(Records from a dataset)
——————

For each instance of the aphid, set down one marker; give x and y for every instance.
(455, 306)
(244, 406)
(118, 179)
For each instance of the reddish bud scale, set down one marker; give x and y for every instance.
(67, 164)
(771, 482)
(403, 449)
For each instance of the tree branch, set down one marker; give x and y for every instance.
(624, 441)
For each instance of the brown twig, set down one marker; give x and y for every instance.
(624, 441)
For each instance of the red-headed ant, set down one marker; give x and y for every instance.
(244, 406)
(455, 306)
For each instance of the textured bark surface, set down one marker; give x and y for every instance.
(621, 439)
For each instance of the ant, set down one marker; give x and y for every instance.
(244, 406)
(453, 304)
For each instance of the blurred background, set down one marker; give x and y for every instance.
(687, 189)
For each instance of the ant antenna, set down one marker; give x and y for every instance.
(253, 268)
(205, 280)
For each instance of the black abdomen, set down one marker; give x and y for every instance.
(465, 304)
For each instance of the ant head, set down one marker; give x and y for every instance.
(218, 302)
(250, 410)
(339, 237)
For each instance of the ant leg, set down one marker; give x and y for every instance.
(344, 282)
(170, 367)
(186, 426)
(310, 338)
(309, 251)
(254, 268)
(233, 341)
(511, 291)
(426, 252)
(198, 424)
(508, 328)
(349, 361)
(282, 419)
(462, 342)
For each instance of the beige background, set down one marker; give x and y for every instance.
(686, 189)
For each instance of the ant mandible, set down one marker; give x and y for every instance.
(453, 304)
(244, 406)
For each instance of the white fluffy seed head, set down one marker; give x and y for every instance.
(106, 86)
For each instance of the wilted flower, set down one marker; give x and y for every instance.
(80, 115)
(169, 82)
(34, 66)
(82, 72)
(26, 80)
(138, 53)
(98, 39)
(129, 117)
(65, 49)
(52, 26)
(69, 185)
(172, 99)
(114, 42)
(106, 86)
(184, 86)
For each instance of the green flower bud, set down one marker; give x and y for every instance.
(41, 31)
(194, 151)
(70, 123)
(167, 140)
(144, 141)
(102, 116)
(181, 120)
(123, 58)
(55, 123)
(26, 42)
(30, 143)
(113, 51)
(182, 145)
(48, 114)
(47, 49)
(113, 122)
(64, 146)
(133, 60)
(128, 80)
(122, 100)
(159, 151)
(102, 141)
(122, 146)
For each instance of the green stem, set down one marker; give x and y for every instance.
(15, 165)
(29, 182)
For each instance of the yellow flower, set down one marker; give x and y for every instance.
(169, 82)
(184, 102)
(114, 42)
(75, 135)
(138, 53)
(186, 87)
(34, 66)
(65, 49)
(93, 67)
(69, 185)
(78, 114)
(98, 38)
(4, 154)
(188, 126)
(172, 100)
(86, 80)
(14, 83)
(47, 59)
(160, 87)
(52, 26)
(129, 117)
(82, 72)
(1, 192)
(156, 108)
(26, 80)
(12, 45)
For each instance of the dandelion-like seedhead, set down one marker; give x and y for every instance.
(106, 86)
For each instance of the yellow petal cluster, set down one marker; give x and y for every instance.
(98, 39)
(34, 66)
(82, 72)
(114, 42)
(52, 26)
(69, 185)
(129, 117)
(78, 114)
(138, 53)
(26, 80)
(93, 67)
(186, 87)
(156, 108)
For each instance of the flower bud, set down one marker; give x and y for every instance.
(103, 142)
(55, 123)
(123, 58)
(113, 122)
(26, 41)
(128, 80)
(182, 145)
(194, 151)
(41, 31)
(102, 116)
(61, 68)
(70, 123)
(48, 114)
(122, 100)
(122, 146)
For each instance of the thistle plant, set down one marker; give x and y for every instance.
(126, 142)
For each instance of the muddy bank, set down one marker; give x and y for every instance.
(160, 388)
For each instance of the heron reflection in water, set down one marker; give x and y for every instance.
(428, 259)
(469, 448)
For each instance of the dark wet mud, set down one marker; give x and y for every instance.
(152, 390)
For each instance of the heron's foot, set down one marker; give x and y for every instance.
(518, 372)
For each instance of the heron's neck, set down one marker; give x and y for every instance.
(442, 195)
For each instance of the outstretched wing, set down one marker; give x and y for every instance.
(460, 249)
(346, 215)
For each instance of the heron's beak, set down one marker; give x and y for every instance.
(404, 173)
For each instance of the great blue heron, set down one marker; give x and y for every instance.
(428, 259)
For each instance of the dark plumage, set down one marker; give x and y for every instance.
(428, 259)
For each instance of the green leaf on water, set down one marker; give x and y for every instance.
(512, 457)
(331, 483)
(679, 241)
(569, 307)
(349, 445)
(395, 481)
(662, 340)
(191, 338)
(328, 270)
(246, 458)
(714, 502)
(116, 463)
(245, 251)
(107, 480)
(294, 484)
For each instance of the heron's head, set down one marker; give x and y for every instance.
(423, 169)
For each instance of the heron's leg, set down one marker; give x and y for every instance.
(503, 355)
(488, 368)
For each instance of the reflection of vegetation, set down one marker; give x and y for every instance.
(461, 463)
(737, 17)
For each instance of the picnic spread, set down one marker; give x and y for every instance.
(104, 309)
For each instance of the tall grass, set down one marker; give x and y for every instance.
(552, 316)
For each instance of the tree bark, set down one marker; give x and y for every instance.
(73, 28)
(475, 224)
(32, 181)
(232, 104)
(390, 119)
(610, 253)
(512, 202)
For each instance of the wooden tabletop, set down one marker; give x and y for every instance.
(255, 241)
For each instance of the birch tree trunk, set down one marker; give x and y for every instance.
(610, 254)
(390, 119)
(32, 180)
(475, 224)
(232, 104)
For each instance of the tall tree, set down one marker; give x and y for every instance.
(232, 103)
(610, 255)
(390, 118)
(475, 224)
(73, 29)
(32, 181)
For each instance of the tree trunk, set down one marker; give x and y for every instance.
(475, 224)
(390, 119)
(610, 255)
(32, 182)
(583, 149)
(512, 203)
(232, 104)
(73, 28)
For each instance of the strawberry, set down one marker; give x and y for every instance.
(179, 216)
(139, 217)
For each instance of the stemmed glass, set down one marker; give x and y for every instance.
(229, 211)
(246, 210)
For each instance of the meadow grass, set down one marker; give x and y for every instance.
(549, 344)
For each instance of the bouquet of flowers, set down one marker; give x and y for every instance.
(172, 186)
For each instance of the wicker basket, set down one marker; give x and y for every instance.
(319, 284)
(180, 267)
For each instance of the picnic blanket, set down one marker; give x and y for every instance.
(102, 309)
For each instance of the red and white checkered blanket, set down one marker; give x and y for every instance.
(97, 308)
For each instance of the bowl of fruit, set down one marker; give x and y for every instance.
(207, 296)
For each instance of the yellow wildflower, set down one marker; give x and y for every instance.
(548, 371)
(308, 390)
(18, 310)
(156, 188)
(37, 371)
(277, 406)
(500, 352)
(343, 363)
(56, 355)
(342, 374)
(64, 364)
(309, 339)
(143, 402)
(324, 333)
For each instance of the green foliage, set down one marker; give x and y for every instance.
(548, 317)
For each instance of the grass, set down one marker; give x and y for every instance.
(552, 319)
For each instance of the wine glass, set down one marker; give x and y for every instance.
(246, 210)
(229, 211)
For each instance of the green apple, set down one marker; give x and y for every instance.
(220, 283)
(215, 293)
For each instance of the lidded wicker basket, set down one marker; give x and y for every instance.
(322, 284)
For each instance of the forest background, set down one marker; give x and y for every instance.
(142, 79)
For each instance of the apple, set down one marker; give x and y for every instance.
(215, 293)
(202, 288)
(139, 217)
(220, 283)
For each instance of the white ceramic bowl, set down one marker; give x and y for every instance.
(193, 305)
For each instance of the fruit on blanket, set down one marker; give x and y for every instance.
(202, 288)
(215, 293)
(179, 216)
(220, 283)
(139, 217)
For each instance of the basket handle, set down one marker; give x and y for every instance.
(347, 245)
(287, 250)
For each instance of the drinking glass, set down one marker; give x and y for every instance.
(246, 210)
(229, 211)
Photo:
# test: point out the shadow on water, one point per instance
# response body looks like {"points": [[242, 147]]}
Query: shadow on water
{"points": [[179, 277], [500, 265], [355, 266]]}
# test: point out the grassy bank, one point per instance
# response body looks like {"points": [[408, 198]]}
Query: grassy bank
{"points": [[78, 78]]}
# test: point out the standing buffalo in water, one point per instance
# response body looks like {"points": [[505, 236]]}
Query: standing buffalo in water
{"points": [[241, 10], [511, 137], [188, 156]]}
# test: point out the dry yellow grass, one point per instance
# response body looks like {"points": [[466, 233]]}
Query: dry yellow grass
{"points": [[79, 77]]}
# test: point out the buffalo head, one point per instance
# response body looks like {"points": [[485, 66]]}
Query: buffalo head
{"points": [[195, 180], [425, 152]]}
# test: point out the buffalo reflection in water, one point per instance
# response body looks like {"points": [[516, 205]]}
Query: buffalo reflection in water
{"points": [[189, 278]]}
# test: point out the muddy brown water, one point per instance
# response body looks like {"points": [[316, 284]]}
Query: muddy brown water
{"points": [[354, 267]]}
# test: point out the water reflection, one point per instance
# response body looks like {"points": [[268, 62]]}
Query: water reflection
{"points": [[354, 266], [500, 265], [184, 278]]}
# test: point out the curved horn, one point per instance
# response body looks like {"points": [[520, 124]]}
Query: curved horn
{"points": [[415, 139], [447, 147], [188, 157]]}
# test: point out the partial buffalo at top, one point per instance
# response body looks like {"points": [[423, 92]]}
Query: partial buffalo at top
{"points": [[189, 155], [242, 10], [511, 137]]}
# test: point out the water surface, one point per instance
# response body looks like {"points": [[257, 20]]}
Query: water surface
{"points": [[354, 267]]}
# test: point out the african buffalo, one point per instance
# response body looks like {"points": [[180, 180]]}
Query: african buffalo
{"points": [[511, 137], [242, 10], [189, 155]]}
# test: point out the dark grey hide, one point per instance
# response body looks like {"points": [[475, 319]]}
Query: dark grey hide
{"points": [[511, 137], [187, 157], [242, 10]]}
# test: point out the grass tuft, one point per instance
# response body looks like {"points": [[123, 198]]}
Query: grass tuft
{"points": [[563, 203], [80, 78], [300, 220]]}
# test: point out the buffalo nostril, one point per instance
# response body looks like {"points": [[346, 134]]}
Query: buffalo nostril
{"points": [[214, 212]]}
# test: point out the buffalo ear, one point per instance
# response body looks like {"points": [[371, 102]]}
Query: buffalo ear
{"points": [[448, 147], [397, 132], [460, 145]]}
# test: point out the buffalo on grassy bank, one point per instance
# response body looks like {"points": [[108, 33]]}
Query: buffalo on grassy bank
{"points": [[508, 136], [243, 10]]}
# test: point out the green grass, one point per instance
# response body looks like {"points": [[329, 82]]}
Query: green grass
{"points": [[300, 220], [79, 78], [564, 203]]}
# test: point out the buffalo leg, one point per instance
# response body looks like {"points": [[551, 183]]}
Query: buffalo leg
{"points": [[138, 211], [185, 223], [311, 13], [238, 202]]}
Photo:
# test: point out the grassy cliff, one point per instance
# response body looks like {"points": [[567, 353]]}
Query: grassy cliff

——————

**EXERCISE OBJECTIVE:**
Read through the data and copy every line where "cliff" shows up.

**EXERCISE SOLUTION:**
# test: point out the grassy cliff, one point per instance
Query: grassy cliff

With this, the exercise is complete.